____ Text provided
This article is contributed. See the original author and article here.
Background
In using databases as a key component of internet infrastructure, IT departments are finding unexpected problems in particular when using DBaaS (Database-as-a-Service). One of these challenges is in connection management. There are three areas where connection management can be a problem:
- CPU overhead when an application “thrashes” connections rapidly by opening, closing and authenticating connections;
- Memory overhead when applications hold open long-lived connections that are often idle, which would be better used as block cache or may require a larger instance size than CPU requirements dictate
- Noisy neighbor congestion for a multi-tenant database. Limiting the number of active connections on a per-customer basis ensures fairness.
Solution
The Heimdall Proxy was designed for any SQL database including Azure Database for MySQL and Azure SQL Data Warehouse (SQL DW) for connection pooling such as:
- General connection reuse: New connections leverage already established connections to the database to avoid connection thrashing. This results in lower CPU utilization;
- Connection multiplexing: Disconnects idle connections from the client to the database, freeing those connections for reuse for other clients. This dramatically reduces connection counts to the database, and frees memory to allow the database to operate more effectively;
- Tenant Connection Management: The combination of 1) Per-user and per database connection limiting and 2) Multiplexing control the number of active queries a particular tenant can use at a time. This protects database resources and helps ensure the customer SLA (Service-level Agreement) is met and not disrupted by a busy neighbor using the same database.
Figure 1: Heimdall Proxy Architecture Diagram
The Heimdall Proxy provides better control over database resources, providing more efficient and consistent behavior. As a result, users will reduce their database instance size and/or support higher customer density on the same database. In this blog, we explain how these functions work and are configured.
________
» **What you need to do**:
1 – In the article on the Heimdall Proxy, restate the paragraph beginning "The Heimdall Proxy provides better control" more concisely while keeping its main facts.
2 – Continue the article on the Heimdall Proxy from its final sentence.
____ Data rows
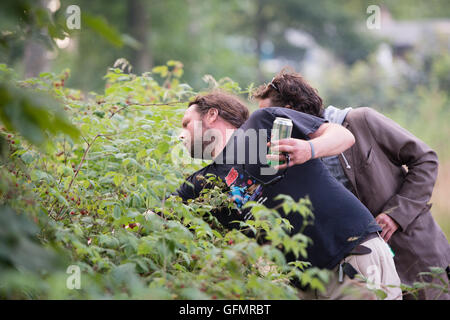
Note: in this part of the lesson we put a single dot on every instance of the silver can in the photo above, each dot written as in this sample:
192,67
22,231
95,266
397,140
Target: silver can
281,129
________
____ Data rows
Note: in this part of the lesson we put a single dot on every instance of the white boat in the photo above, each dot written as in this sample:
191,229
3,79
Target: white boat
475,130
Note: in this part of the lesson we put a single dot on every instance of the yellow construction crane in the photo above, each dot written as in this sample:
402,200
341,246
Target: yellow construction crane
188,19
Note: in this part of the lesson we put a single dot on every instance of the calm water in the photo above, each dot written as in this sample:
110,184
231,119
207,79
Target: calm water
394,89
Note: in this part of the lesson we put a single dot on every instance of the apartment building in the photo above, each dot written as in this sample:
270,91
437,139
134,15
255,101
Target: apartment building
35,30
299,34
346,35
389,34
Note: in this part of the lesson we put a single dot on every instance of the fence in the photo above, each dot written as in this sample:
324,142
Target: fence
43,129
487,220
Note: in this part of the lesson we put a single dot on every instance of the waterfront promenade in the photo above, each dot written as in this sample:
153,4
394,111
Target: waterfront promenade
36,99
________
» **Answers to the problems**:
1 – The Heimdall Proxy gives better control over database resources, making behavior more efficient and consistent. This lets users reduce database instance size, support more customers on the same database, or both. The blog explains how these functions work and how they are configured.

2 –
Basic Connection Pooling
A basic connection pooler opens a number of connections upfront (the pool), then as an application needs a connection, instead of opening a new connection, it simply borrows a connection from the pool and returns it as soon as it is not needed. For most pools to be effective:
- The application is aware pooling will be used, and does not leave connections idle, but instead opens and closes them as needed;
- All connections leverage the same properties, such as the database user and catalog (database instance);
- State is not changed on the connection.
For a typical application server environment (e.g. J2EE), basic pooling is supported. In other environments, where pooling was not part of the initial design, simply inserting a connection pooler can cause more overhead than expected:
- When multiple users are connecting, and each user rarely uses more than a few connections (e.g. Data Analytics): This may open a set of connections per user or close connections that are retrieved from the pool that do not match the desired properties and open new ones. This results in a large amount of connection thrashing (e.g. Apache Tomcat pooling and most other poolers).
- When many catalogs are used: In order to avoid changing the connection state, a discrete pool per catalog is created allowing an appropriate connection to be reused. This avoids triggering a USE statement before each new request.
- When attempting to constrain total connections to the database and on a per-user basis
Figure 2: Basic Connection Pooling
For basic connection pooling, an active (green) front-side connection is paired with a back-side connection as shown in Figure 2 above. Additionally, you may have idle (red), unassigned connections in the backend for new connections. As such, you are NOT reducing the total number of connections, but are reducing the thrashing that occurs as the connections are opened and closed. The main benefit of basic pooling is lower CPU load.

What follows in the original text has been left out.